### Action item
Reproduce the lines below verbatim, starting at the very first line and stopping after the one that contains "427L453 420L446 1L420".

### Records for this task
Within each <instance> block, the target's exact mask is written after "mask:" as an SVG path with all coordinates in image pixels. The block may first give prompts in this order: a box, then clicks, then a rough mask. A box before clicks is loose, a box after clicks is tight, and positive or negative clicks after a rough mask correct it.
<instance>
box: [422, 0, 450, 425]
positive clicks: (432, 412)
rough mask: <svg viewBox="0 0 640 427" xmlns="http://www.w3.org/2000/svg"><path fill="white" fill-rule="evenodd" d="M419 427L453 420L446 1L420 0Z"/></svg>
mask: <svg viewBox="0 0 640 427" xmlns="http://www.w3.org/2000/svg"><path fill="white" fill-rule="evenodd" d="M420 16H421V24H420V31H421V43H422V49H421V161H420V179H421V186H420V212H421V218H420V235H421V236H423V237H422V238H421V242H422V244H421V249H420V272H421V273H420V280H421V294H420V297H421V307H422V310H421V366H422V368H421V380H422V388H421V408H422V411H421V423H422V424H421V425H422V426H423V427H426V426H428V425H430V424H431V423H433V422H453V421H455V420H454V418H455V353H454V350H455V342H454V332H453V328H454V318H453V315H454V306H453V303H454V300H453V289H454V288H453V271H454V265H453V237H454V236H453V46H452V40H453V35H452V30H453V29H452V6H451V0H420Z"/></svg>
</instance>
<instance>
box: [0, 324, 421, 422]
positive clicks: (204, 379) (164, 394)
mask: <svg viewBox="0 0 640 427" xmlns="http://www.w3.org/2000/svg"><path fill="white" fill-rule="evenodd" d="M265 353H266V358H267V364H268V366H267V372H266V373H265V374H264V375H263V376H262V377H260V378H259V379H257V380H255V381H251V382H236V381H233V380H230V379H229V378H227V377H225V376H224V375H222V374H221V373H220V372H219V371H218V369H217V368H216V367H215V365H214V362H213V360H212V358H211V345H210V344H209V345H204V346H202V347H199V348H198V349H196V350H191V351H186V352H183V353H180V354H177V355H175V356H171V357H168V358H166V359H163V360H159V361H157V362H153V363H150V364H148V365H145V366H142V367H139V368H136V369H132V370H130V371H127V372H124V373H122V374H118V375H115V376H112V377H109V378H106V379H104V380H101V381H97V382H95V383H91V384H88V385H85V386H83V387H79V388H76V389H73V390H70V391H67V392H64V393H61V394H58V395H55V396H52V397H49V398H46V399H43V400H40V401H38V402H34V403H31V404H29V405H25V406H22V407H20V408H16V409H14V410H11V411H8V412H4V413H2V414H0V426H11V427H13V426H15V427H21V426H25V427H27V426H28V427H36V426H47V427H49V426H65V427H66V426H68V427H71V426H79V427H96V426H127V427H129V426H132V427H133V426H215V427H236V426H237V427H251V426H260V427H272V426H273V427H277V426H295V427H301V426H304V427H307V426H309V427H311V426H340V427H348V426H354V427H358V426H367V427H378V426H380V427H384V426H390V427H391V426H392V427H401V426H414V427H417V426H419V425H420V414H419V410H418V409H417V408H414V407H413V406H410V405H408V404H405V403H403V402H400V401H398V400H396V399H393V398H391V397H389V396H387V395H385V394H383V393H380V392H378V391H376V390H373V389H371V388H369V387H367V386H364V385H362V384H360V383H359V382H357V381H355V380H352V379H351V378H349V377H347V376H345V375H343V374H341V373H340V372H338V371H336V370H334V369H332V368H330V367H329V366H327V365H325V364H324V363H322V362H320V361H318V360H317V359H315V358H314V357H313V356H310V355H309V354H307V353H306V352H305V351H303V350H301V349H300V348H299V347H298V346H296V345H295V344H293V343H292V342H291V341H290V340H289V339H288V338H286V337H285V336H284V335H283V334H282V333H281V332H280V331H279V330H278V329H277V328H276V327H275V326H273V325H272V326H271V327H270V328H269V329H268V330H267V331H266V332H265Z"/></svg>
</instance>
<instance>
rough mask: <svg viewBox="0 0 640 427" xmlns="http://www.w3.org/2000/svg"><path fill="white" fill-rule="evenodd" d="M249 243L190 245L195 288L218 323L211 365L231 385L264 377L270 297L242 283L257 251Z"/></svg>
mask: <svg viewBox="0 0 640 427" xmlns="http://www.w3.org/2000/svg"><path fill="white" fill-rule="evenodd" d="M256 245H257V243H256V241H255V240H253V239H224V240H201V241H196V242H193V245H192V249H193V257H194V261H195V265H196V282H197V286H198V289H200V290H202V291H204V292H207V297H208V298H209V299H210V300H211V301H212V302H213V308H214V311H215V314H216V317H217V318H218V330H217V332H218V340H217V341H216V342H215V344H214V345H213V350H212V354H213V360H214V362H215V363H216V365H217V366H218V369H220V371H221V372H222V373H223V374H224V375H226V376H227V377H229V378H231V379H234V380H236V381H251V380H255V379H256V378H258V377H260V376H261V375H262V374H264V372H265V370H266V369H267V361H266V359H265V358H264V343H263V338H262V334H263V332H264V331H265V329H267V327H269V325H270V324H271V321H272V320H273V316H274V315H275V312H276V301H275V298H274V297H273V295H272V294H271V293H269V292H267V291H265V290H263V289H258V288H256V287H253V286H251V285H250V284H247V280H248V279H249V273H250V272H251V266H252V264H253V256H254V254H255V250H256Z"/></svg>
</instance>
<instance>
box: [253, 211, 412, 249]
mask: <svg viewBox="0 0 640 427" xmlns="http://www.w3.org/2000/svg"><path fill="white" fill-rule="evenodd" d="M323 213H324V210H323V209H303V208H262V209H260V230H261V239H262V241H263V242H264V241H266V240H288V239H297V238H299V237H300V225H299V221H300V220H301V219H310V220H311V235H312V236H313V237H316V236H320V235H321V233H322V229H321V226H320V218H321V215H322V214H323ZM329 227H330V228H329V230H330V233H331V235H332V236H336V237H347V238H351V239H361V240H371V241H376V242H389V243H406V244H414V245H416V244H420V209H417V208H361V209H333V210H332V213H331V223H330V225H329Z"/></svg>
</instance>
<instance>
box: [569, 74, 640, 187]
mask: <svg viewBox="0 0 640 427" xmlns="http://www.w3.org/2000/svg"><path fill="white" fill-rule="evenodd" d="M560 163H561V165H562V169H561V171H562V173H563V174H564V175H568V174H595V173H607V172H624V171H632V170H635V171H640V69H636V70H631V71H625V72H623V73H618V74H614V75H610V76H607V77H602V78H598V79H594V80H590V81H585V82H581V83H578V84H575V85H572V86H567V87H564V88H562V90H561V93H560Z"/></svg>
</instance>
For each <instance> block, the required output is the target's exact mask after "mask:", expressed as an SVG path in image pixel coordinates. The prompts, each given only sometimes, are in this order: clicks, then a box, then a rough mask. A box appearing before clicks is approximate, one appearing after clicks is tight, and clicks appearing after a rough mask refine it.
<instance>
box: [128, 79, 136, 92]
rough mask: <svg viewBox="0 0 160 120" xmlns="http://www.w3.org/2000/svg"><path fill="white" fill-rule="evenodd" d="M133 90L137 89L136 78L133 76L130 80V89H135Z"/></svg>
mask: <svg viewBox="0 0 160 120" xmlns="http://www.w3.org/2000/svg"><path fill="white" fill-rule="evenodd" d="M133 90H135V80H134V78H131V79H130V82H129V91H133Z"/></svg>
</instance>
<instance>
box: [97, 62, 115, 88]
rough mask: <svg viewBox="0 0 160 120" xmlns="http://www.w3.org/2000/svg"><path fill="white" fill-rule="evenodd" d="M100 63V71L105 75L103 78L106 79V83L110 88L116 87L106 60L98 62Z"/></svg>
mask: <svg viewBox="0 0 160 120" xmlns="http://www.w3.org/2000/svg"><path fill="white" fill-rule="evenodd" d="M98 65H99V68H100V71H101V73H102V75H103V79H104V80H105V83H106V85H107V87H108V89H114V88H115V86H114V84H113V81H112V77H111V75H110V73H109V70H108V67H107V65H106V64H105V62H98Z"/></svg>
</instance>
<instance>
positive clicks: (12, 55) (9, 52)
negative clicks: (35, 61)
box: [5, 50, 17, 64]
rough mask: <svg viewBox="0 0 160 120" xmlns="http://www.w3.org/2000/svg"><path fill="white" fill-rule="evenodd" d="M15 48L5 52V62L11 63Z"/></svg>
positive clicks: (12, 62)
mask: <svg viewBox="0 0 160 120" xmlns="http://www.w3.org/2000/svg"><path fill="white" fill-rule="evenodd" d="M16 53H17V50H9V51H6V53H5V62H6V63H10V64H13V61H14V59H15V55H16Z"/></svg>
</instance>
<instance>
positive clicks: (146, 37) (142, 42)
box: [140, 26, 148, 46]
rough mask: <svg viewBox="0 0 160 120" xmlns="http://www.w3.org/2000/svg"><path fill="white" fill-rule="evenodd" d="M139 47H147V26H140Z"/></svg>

### Answer to this exercise
Within each <instance> block, the target's exact mask is written after "mask:" as an SVG path with all coordinates in image pixels. The block may first give prompts in this order: a box, then clicks, then a rough mask. A box before clicks is loose, a box after clicks is tight, and positive or negative clicks after a rough mask correct it.
<instance>
box: [422, 0, 450, 425]
positive clicks: (432, 412)
rough mask: <svg viewBox="0 0 640 427" xmlns="http://www.w3.org/2000/svg"><path fill="white" fill-rule="evenodd" d="M419 427L453 420L446 1L420 0Z"/></svg>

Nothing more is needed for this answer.